**DATA SHOWN:**

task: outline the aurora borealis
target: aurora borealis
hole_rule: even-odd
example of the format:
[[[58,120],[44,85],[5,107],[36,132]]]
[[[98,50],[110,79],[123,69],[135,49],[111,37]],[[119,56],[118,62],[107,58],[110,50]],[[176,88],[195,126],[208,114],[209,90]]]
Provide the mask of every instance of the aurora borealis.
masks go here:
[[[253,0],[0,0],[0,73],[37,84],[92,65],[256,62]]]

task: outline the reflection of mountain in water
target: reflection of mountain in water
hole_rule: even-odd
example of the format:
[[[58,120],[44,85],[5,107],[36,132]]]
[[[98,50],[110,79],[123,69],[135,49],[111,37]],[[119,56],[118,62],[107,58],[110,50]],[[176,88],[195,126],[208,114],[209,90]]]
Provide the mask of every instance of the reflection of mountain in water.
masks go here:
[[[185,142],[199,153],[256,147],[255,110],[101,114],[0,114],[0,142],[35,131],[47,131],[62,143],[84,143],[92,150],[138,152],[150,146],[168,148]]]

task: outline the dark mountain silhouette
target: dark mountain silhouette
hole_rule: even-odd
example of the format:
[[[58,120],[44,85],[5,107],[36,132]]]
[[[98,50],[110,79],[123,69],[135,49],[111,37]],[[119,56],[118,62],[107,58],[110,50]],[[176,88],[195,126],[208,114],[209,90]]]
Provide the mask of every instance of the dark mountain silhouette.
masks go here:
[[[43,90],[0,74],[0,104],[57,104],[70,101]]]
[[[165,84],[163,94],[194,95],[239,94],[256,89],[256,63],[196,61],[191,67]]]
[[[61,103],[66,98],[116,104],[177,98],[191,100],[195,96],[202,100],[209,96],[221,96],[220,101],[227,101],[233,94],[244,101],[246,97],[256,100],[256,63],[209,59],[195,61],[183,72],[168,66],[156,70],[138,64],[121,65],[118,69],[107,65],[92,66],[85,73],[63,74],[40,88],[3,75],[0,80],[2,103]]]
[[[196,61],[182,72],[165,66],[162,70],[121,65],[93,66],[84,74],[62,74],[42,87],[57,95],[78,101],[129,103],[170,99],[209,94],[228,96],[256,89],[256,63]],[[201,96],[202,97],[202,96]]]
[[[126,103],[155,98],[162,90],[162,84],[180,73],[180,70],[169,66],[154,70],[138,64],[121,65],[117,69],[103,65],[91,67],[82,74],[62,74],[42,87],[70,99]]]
...
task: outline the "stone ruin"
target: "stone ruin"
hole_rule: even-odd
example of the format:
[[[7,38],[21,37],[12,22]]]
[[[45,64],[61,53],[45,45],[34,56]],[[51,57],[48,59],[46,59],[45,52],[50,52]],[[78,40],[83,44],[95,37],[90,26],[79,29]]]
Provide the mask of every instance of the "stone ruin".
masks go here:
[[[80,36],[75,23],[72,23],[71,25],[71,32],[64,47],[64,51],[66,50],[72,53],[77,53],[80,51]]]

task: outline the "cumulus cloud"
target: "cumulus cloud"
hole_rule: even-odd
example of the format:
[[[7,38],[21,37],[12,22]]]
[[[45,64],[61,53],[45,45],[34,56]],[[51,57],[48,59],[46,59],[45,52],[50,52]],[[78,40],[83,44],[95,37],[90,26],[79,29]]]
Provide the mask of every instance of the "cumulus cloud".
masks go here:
--
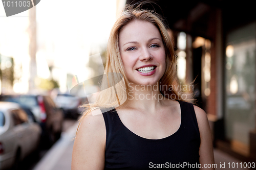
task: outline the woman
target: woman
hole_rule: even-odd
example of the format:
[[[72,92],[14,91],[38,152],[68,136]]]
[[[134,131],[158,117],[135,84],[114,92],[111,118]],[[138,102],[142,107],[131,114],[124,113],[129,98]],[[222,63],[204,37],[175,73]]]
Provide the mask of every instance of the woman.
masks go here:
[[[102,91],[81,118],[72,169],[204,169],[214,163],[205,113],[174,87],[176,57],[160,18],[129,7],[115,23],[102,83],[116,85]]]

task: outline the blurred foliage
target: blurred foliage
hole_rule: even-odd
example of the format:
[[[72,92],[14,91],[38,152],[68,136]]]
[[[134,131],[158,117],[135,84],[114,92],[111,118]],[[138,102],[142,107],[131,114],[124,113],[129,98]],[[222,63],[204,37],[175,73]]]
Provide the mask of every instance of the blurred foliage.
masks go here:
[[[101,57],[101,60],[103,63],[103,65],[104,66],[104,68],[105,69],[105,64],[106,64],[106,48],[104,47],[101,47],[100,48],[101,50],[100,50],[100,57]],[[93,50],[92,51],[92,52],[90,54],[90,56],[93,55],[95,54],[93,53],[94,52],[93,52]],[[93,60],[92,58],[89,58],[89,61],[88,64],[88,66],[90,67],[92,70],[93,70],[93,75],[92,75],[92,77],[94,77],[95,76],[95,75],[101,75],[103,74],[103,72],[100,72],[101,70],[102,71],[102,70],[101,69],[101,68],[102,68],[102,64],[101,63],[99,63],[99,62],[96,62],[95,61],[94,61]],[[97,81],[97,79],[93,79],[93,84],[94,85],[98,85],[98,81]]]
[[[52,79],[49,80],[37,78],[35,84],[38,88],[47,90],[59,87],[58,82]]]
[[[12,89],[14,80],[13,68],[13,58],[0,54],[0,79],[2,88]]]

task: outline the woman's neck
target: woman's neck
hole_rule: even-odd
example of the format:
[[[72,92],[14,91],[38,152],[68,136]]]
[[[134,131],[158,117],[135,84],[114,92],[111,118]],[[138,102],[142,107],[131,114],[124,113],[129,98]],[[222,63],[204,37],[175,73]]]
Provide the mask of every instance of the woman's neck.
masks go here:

**WORK TO DO:** Identify each line above that contains the word "Provide", and copy those lines in full.

**EXERCISE RESPONSE:**
Provide the mask of every instance of the aurora borealis.
Provide the mask of every instance of the reflection of mountain in water.
Provide the mask of every instance of the dark mountain silhouette.
Provide the mask of every instance of the "stone ruin".
Provide the mask of every instance of the "cumulus cloud".
Provide the mask of every instance of the woman.
Provide the mask of every instance of the blurred foliage.
Provide the mask of every instance of the woman's neck.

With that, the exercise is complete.